◆ **WHAT NEEDS TO BE DONE**
Write the next part of the investor write-up on Velo3D below, picking up after its final sentence.

◆ **PASSAGE TO READ**
Team Composition:  The team is composed of highly technical and capable leaders with the expertise to grow and scale the business. The team is continuing to expand their engineering talent and will also focus resources on building out their sales capabilities. Additionally, they have investors such as Bessemer Venture Partners, Khosla Ventures, and partners such as SpaceX, and Lam Research to ensure they are equipped with the appropriate resources to scale and dominate the AM market.

🤯Key Insights for Time Investors:

  • If we look at the industry from a bird’s eye view, then we can agree 3D printing will empower optimal designs of products, reduce lead times and supply chain complexities, improve efficiency, and ultimately reduce costs significantly compared to traditional manufacturing. Research conducted by third-party resources and by respected investment institutions such as ARK invest suggests the market will continue to compound at 60% by 2030. More importantly, the integration of AI will enable highly optimized designs that are impossible to build with traditional manufacturing.

  • Now Velo3D, unlike its competitors, offers a full-stack additive manufacturing solution that allows engineers to deliver mission-critical components without supports for any geometry. This ensures that design is not compromised, and the company can deliver components for space rockets, jet engines, fuel delivery systems, and energy production at faster speeds, lower costs, and more importantly at high levels of optimal designs. Traditional additive manufacturing requires supports to be added to prevent the destruction of the part thus limiting design.

  • As we analyze the financial performance, Velo3D is one of the few SPACs that highlights strong demand from reputable customers who are leaders in their respective industries and a strong pipeline of revenue. With $19M in sales for 2020, the company has a clear path to hit $89M by 2022. This is heavily supported with $15.8M in bookings for the Sapphire XC and $26.4M in pre-orders as well. This also assumes their revenue subscription model starts growing as well through their AM systems and services.

  • Barry Sternlicht's from Jaws Spitfire informed CNBC that "Elon wanted to buy Velo3D, they didn't want to sell, so we had an opportunity to take them public."

◆ **MATERIAL PROVIDED**
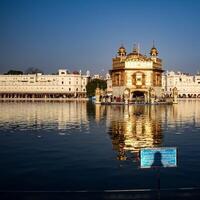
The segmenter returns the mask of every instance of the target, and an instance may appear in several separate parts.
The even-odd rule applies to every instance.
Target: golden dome
[[[125,56],[126,55],[126,49],[121,46],[119,49],[118,49],[118,55],[119,56]]]
[[[150,55],[151,56],[157,56],[158,55],[158,50],[154,46],[151,48]]]

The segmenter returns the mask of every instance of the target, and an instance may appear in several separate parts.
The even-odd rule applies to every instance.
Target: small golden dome
[[[119,56],[125,56],[126,55],[126,49],[121,46],[119,49],[118,49],[118,55]]]

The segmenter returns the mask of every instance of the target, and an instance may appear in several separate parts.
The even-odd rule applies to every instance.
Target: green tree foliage
[[[93,80],[89,81],[88,84],[86,85],[88,97],[95,96],[95,90],[96,90],[97,86],[100,89],[105,90],[107,88],[107,83],[105,80],[101,80],[101,79],[93,79]]]
[[[22,75],[23,72],[22,71],[18,71],[18,70],[9,70],[8,72],[4,73],[5,75]]]

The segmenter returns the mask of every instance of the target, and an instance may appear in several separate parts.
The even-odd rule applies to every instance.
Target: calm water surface
[[[177,147],[161,188],[200,187],[200,101],[169,106],[0,103],[0,190],[156,188],[142,147]]]

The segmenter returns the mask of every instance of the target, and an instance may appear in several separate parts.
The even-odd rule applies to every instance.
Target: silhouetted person
[[[153,161],[151,167],[163,167],[163,164],[162,164],[162,155],[161,155],[161,153],[159,151],[157,151],[154,154],[154,161]]]

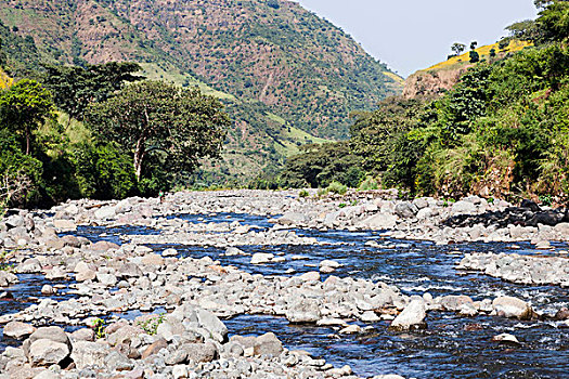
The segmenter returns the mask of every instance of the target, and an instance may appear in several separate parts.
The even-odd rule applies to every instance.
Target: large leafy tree
[[[167,156],[169,169],[192,171],[203,157],[218,157],[231,125],[223,105],[198,89],[160,81],[127,86],[114,97],[89,107],[88,122],[108,141],[133,154],[140,180],[148,154]]]
[[[133,75],[140,70],[135,63],[111,62],[87,67],[46,65],[44,69],[43,83],[53,93],[55,105],[78,120],[82,120],[90,103],[107,100],[125,82],[143,79]]]
[[[27,155],[34,130],[52,116],[51,93],[35,80],[23,79],[0,93],[0,125],[24,139]]]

◆ **EXERCISE OUTPUT**
  • Here are some comments from customers and investors, that have worked for competitors in the space, regarding the technology that Velo3D has developed:

    • “Velo3D is at least 5 years ahead of any competition” – Head of Additive Manufacturing at SpaceX

    • “I was impressed by the technology that they developed. They had a really easy-to-use design software tool [and] they had this really deep quality control and assurance component.” – CEO of Piva and Managing director at GE Ventures (Source: TechCrunch)

  • Now, while there are benefits, it’s important to note that the company does face competition from legacy players like GE, Renishaw and new incumbents like Desktop Metal and Markforged. Acquisitions will happen as the highly fragmented 3D market becomes more consolidated. Product innovation will also accelerate. So it’s important to understand which of these companies will come out dominant based on the market they are serving and the proprietary technology they claim to be dominant. Wait for inflated expectations to dry out and then pay attention to the key customers that are demanding their services. This will create a clearer path of understanding who can potentially lead the path with talent, technology, and execution.

  • The new Sapphire XC platform will open growth opportunities that will deliver larger parts and significant cost savings and is scheduled to be deployed in Q4 of 2021. Keep an eye on this because it’s critical to achieving the next growth stages of the company. With this technology, Velo3D believes they can achieve $20B TAM which equates to an 11% market share. This is the company’s greatest benefit but also the greatest risk.


Stay incurably curious!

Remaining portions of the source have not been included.